# [Given entries]
+++
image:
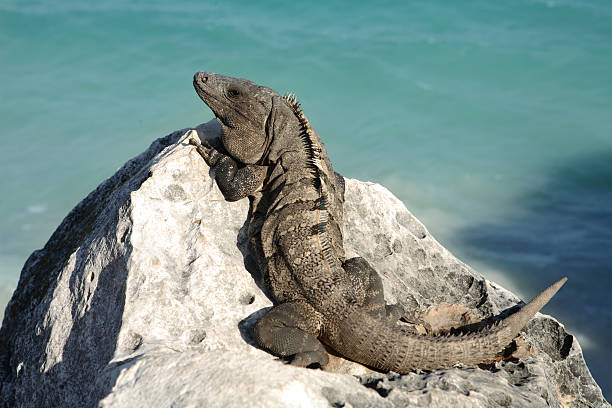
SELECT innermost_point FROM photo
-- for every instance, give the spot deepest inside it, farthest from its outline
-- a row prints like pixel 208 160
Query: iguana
pixel 270 153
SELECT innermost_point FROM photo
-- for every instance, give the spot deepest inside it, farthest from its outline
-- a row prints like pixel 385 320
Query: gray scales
pixel 271 154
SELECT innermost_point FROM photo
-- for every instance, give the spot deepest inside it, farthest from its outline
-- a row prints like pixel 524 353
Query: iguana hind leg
pixel 371 283
pixel 290 330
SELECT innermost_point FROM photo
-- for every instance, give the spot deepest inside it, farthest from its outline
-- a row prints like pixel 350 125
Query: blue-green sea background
pixel 492 121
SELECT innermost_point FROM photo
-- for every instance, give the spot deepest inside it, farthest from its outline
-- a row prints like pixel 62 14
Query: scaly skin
pixel 272 155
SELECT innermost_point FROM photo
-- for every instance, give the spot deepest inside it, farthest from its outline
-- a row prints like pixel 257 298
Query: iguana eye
pixel 233 92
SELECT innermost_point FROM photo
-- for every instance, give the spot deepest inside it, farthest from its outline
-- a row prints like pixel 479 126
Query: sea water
pixel 492 121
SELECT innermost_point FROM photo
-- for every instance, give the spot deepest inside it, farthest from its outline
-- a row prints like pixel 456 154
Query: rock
pixel 146 295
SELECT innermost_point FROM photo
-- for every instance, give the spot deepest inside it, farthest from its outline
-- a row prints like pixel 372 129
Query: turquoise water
pixel 492 121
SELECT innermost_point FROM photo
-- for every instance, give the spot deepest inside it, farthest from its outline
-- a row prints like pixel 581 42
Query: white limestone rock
pixel 146 295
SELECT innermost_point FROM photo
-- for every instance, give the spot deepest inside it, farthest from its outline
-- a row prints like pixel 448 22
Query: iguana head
pixel 243 109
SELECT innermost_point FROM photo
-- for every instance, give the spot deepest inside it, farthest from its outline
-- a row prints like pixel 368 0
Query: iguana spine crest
pixel 314 163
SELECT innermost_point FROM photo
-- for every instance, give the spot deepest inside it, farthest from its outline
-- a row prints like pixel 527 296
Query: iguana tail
pixel 362 338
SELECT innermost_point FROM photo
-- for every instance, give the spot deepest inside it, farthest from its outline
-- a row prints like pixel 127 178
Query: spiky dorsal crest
pixel 314 163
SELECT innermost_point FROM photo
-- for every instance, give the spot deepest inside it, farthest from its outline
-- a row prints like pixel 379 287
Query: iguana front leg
pixel 235 180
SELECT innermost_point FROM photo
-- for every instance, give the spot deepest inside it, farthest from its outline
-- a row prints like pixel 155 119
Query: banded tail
pixel 364 339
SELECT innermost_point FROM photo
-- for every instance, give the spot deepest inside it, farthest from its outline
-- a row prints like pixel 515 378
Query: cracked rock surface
pixel 146 295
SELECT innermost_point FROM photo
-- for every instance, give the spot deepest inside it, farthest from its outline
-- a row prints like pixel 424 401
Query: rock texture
pixel 146 296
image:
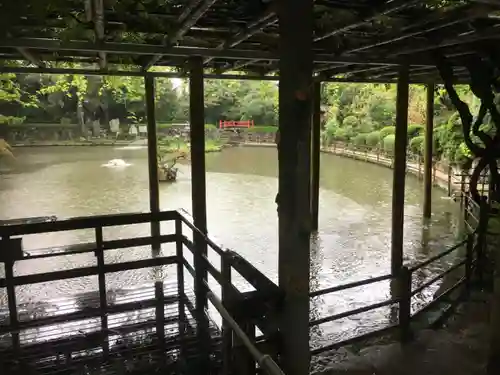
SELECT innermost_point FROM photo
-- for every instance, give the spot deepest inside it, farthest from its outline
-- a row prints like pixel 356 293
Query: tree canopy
pixel 363 114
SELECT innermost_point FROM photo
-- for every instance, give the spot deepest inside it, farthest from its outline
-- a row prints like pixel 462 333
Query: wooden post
pixel 450 172
pixel 399 165
pixel 179 250
pixel 429 129
pixel 101 277
pixel 404 281
pixel 12 304
pixel 295 106
pixel 315 153
pixel 199 202
pixel 469 260
pixel 227 334
pixel 154 191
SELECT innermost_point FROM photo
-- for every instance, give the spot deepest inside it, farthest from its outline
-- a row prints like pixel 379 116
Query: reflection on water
pixel 353 242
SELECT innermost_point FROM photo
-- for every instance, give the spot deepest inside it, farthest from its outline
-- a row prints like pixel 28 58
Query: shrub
pixel 341 135
pixel 415 130
pixel 462 154
pixel 350 122
pixel 388 143
pixel 417 145
pixel 373 139
pixel 359 140
pixel 385 131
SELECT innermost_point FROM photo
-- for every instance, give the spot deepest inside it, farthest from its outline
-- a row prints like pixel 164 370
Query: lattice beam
pixel 191 14
pixel 267 19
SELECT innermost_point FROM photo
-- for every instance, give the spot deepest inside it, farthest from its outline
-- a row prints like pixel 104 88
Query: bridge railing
pixel 405 287
pixel 236 124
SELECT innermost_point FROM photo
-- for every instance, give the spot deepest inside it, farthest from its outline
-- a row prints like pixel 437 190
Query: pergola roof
pixel 357 40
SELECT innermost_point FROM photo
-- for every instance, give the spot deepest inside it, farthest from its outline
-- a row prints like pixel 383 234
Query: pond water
pixel 353 241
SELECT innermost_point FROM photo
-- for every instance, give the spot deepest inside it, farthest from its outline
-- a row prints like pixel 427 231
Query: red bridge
pixel 236 124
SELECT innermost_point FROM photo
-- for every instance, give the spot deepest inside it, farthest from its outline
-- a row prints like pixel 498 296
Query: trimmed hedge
pixel 417 144
pixel 373 139
pixel 388 143
pixel 385 131
pixel 359 140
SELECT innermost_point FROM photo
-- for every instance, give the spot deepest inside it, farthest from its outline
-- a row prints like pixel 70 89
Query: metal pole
pixel 429 129
pixel 315 153
pixel 398 188
pixel 199 202
pixel 154 191
pixel 294 154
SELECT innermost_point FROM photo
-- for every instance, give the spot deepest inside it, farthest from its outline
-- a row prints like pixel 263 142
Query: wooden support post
pixel 12 303
pixel 295 114
pixel 404 281
pixel 398 187
pixel 154 190
pixel 199 202
pixel 101 277
pixel 160 313
pixel 429 129
pixel 450 173
pixel 227 334
pixel 315 153
pixel 180 285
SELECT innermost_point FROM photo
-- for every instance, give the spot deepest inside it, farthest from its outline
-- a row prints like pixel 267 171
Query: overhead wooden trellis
pixel 356 40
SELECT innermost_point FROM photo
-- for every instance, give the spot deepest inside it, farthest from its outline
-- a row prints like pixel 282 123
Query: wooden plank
pixel 315 155
pixel 154 190
pixel 294 158
pixel 85 223
pixel 89 271
pixel 199 203
pixel 429 129
pixel 399 172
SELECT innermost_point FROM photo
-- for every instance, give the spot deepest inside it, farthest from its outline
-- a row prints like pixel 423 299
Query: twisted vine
pixel 483 85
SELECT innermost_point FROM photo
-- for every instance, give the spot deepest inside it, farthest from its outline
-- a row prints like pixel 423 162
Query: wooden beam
pixel 199 203
pixel 154 190
pixel 399 175
pixel 148 49
pixel 267 19
pixel 28 55
pixel 315 155
pixel 98 17
pixel 294 159
pixel 394 7
pixel 403 36
pixel 192 13
pixel 428 145
pixel 238 65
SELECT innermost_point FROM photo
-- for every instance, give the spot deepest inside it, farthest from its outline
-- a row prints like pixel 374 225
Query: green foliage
pixel 417 144
pixel 387 130
pixel 350 123
pixel 341 135
pixel 388 143
pixel 263 129
pixel 361 113
pixel 415 130
pixel 373 139
pixel 359 140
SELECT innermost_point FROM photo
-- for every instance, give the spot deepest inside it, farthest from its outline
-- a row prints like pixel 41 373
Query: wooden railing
pixel 236 124
pixel 406 288
pixel 240 311
pixel 244 299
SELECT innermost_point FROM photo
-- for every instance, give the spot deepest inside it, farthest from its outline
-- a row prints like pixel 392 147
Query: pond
pixel 353 241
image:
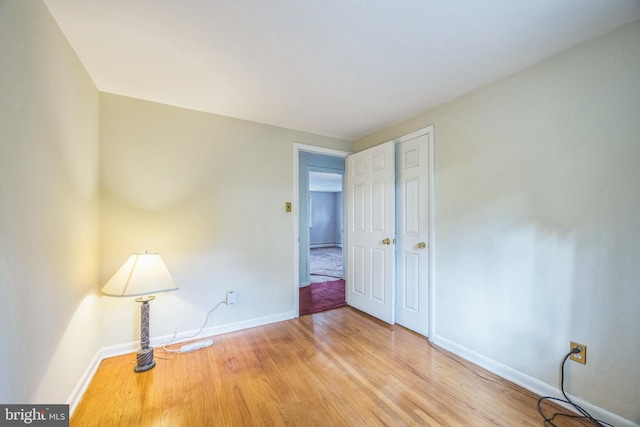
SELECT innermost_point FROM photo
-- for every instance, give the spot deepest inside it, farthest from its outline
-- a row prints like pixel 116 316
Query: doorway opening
pixel 326 229
pixel 321 232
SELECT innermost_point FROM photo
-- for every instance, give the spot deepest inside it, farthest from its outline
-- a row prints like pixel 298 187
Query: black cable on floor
pixel 584 414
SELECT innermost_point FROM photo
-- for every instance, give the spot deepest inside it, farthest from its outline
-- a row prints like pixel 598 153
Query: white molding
pixel 530 383
pixel 130 347
pixel 83 383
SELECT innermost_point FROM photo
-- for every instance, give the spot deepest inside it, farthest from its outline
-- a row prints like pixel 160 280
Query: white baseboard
pixel 130 347
pixel 528 382
pixel 85 379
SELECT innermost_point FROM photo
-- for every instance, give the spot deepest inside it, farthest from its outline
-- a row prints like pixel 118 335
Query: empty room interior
pixel 481 211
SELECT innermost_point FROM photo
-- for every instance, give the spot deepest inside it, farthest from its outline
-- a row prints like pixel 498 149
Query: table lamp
pixel 143 274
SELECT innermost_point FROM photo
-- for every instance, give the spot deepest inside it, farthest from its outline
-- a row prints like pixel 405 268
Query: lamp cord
pixel 175 334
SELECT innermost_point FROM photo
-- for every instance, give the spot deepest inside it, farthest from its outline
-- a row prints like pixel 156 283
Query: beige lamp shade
pixel 142 274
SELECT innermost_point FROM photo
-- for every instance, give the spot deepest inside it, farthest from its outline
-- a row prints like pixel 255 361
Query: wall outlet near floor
pixel 579 357
pixel 231 297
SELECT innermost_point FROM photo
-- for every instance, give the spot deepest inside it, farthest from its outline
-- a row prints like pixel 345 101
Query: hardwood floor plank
pixel 338 368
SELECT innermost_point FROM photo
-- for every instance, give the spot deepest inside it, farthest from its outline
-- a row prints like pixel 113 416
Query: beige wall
pixel 49 207
pixel 538 219
pixel 208 193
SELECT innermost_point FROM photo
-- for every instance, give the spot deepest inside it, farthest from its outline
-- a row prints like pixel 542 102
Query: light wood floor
pixel 337 368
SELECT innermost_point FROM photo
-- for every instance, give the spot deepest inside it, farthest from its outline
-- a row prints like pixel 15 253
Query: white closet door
pixel 370 231
pixel 412 232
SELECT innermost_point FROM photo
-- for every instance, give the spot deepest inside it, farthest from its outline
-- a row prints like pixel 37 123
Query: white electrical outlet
pixel 231 297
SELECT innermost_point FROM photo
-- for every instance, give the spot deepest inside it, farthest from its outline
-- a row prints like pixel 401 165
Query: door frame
pixel 297 149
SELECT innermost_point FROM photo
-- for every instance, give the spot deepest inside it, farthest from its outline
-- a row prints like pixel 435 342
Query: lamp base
pixel 145 360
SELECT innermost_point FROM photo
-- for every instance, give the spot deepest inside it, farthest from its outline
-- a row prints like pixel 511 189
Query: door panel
pixel 412 233
pixel 370 231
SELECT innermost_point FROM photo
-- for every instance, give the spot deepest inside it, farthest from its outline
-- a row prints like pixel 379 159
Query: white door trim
pixel 297 149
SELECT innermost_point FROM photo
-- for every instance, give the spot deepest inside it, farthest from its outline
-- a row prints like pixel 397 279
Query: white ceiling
pixel 340 68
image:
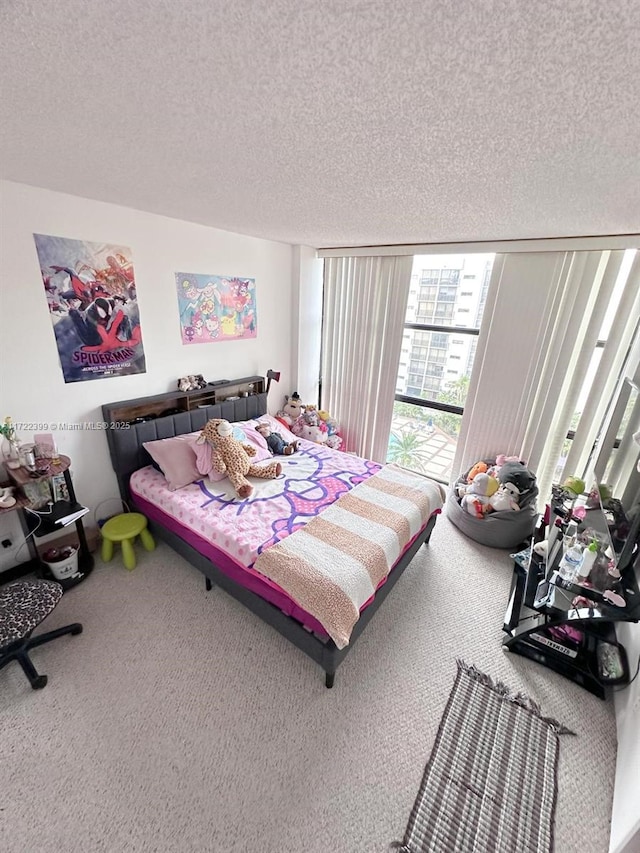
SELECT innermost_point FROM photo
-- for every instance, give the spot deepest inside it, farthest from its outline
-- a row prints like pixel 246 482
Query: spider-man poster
pixel 91 294
pixel 215 307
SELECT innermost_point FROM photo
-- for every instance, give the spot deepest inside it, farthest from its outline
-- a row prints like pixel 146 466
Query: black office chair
pixel 23 606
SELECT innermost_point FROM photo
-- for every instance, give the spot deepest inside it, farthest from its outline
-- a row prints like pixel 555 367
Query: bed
pixel 314 482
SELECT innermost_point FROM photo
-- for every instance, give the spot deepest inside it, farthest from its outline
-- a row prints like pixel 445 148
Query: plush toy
pixel 501 459
pixel 475 501
pixel 192 383
pixel 277 445
pixel 478 468
pixel 310 433
pixel 334 441
pixel 232 458
pixel 291 410
pixel 506 498
pixel 518 474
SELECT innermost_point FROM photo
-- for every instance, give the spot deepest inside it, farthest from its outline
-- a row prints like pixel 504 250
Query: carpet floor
pixel 178 721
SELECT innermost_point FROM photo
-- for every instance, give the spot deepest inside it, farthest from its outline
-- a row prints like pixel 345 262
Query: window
pixel 429 398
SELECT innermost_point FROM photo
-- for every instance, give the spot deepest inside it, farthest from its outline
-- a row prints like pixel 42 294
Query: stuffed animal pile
pixel 192 383
pixel 232 458
pixel 309 423
pixel 495 487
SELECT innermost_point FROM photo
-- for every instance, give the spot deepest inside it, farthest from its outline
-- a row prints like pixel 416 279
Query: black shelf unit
pixel 531 616
pixel 46 522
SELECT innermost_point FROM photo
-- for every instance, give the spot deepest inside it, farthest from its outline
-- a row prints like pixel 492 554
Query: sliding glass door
pixel 446 302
+++
# [Set exercise]
Rewrite the records above, starting at their beginning and ending at the line that contains "pixel 271 154", with the requests included. Increase each pixel coordinate in the answers by 149, keep the requests and their format samples unchanged, and leave out the pictures.

# [Completed task]
image:
SELECT innermost_point FROM photo
-- for every instance, give the spot deepest inside it, farthest from its outline
-- a row prints like pixel 208 160
Query: iguana
pixel 419 302
SELECT innermost_point FROM photo
-- for every instance, give the spot deepest inside it, farthest from its outline
-- a row prints like pixel 385 320
Query: gray scales
pixel 420 303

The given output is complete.